Set of tasks:
1. In the Australian travel blog, how many building cranes did the writer count from the Ibis Styles Hotel room?
2. Carry on the Australian travel blog after its final sentence, the one about the sign warning of birds.

Extracted text:
================

The other good sized one was Leconfield Wines.  It can be found here but it is mostly their higher priced wines that I've found.  It was about lunch time and the tour operator has made a deal with some of the cellars to provide lunch.  So we just had to buy a nice bottle of wine to go with our cheese and meat plate.  It was really tough!
In the distance you can see a huge tent being erected.  The next weekend the winery was going to host a concert by the American rockers Cyndi Lauper and Blondie!  Ah well, we will be long gone.

The two other winerys were quite small.  In one the men were working on barrels out in the yard.

At another they were planning an Art Festival for the weekend with local artists.  They had quite a collection on the grounds.
The bird was probably 4 or 5 feet long!  Neither of these places export at all. By this time it was about 4 pm and we were ready to head back to the hotel.  So we ended up with a bottle and a half of wine for our room.  Of course it didn't last long!  No worries about shipping wine home.  We were told however that it could easily cost over $200 to ship a case of 12 bottles back to the states.  No thanks!

So having seen Adelaide and the one tiny corner of the wine country it was time for us to move on.  The last stop in Australia is coming up:  Sydney!  Thanks for stopping by. 

Tuesday, May 02, 2017

More Brisbane

Our first two days in Brisbane were spent in a Next Hotel; the Riverview.  It was fine but quite a distance from downtown.  It did have a garage so we could keep the car.  We had decided that after returning the car we'd move to a downtown hotel so that's just what we did.  We moved to the Ibis Styles Hotel which was quite different.  First, we were on the 24th floor!  Great views of part of the downtown and across the river.  I counted 14 building cranes; you might say things are growing!  The room was fairly compact but very clean and comfortable.  We liked it a lot.

As usual we wandered around.  There is a lovely park near the downtown area so we spent some time checking it out.  It was pretty cool to be in the trees but surrounded by city.  As a country mouse, all those new skyscrapers really get my attention.

On the Sunday we got tickets for the Lone Pine Koala Preserve.  You can drive to it of course but it's more fun to take the boat.  On the way to get the boat we saw a sign warning about the birds in the area!

================

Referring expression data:
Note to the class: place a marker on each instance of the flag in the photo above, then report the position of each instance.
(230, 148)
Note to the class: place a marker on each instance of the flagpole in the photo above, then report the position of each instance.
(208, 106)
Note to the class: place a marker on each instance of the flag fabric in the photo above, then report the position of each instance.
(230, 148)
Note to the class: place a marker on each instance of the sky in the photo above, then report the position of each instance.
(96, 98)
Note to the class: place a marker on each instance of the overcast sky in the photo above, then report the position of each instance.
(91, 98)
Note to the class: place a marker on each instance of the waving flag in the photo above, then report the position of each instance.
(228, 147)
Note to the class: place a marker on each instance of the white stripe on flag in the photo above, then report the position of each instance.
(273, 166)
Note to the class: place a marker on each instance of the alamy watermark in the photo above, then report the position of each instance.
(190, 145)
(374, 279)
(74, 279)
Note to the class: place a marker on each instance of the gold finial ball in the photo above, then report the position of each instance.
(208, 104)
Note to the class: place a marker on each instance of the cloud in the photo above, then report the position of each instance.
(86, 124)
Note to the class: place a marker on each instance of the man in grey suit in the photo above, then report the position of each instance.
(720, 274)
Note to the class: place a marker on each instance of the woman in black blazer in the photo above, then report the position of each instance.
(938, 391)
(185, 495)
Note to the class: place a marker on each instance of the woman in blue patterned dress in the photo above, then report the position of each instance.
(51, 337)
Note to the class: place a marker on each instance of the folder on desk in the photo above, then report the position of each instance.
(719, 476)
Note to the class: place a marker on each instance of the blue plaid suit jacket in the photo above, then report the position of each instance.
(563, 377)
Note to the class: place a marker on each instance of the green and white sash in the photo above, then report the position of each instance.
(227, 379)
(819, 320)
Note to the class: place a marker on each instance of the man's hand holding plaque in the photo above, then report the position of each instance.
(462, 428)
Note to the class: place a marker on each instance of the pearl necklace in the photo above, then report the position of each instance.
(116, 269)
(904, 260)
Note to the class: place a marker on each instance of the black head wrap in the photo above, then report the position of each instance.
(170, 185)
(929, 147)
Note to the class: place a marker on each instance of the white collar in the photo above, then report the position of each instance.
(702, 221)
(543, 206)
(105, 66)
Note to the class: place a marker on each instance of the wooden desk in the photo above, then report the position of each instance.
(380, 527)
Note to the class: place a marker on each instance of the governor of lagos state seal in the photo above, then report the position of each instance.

================

Answers by item:
1. 14

2.
 The trip takes about an hour and they have a timed narration running so you learn quite a bit about the city.  Brisbane has had quite a history with good guys and bad and quite a few floods.  (Incidentally Cyclone Debbie had eased on down the coast and was watering the area just south of Brisbane.  More than a couple people lost their lives in the flood this year.) 

The Preserve is supposed to be the oldest in Australia and, actually, it's become more of a zoo showing off all the animals unique to Australia.  Of course they have koalas and take wonderful care of them I'm sure but they have plenty of other characters.  The koala we are told eats about 4 hours a day and sleeps the other 20.  I believe it!  We saw one that was really awake while the rest were curled up sleeping.  They have a special permit to allow people to have their photo taken holding a koala - for $18.  They switch out the poor koala about every half an hour so it can go back to sleep.  No, we didn't go for it.

I'll only drag this out with photos of a couple more animals:  a small kangaroo who was in a part of the park set up as a petting zoo and a Tasmanian Devil.  I'd never seen a Devil before and I thought he was kind of an ugly little guy but maybe he'd grow on me.  The sign says they can eat 40% of their body weight in 30 minutes!  Currently they are dying off due to some cancer-like disease.  Hopefully a cure will be found soon.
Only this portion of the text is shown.